YOUR GOAL »
Repeat each of the entries below word for word, keeping every line as it is.

[Dataset entries]
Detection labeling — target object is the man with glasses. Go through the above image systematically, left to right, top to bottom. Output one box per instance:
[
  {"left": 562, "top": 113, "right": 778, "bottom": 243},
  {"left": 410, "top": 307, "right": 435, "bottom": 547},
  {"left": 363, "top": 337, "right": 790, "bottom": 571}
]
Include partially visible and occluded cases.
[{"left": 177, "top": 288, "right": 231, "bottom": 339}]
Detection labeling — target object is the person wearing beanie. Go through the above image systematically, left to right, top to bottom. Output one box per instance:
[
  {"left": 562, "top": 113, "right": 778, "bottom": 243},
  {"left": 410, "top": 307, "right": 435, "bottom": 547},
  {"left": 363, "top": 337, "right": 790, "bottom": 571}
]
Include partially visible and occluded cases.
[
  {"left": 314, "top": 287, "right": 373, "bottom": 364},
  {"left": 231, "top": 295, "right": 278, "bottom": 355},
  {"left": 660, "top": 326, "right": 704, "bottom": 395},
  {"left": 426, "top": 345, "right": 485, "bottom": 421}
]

RESPONSE TO THE EXERCISE »
Detection labeling — target object is the man with glasses. Go through the above image systematically, left to right, top to bottom. Output one box per instance:
[
  {"left": 562, "top": 113, "right": 778, "bottom": 243},
  {"left": 410, "top": 307, "right": 435, "bottom": 547},
  {"left": 363, "top": 337, "right": 790, "bottom": 571}
]
Include partially visible and occluded cases.
[{"left": 177, "top": 288, "right": 231, "bottom": 339}]
Detection labeling — target object is the person wearing beanie. Go through the above image systematically, left to right, top to bottom. Output one box per instance:
[
  {"left": 562, "top": 113, "right": 778, "bottom": 243},
  {"left": 410, "top": 307, "right": 435, "bottom": 547},
  {"left": 363, "top": 337, "right": 790, "bottom": 571}
]
Include partially visible and occluded cases.
[
  {"left": 314, "top": 287, "right": 373, "bottom": 364},
  {"left": 231, "top": 295, "right": 278, "bottom": 355},
  {"left": 660, "top": 326, "right": 704, "bottom": 395},
  {"left": 426, "top": 345, "right": 485, "bottom": 421}
]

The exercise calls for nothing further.